WRITTEN INSTRUCTION = Scale the records below, starting at the line that contains "For every instance of the airport" and continuing through the end of the records, and write those lines out again with the requests included. Multiply every coordinate in the answers by 1.95 and round each result to a whole number, with halves rounded up.

[Rows from a pointing dataset]

* start *

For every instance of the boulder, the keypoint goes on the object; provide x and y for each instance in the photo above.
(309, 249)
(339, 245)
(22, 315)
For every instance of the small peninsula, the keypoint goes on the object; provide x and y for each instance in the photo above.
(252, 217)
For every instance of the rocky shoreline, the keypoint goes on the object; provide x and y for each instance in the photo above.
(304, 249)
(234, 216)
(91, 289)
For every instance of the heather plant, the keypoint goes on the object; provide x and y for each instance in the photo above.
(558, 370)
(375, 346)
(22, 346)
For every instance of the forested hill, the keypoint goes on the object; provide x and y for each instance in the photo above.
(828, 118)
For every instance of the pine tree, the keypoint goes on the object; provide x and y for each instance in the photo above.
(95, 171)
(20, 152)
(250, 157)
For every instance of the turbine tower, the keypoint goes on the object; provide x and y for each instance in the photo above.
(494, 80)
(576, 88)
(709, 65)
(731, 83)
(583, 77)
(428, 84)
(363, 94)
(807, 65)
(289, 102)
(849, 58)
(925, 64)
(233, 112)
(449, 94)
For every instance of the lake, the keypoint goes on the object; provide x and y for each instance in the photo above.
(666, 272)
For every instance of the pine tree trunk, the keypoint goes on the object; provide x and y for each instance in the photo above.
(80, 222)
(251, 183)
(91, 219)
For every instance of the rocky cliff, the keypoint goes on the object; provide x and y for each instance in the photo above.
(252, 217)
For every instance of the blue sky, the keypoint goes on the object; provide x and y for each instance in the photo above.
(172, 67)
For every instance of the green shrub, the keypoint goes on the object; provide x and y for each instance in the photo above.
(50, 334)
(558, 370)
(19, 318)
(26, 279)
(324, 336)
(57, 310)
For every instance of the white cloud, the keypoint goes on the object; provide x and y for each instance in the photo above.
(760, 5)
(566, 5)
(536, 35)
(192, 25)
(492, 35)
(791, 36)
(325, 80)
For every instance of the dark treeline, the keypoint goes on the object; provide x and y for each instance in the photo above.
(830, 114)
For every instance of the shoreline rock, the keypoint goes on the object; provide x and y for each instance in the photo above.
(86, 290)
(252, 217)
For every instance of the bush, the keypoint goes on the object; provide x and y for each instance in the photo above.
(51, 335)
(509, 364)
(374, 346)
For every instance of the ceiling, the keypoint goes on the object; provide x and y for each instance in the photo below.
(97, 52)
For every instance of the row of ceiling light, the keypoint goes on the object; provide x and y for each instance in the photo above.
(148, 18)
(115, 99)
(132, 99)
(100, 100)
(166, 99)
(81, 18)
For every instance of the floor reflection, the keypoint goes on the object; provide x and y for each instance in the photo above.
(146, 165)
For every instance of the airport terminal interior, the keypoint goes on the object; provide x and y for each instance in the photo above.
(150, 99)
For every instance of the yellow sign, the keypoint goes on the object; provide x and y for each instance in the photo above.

* end *

COMPLETED EXERCISE =
For every instance of the airport terminal interior, the keypoint goes on the object; provide x and y for each instance in the photo above.
(293, 193)
For every instance of the yellow sign, the keypoint goes on the object; provide x and y for each instance in the photo above.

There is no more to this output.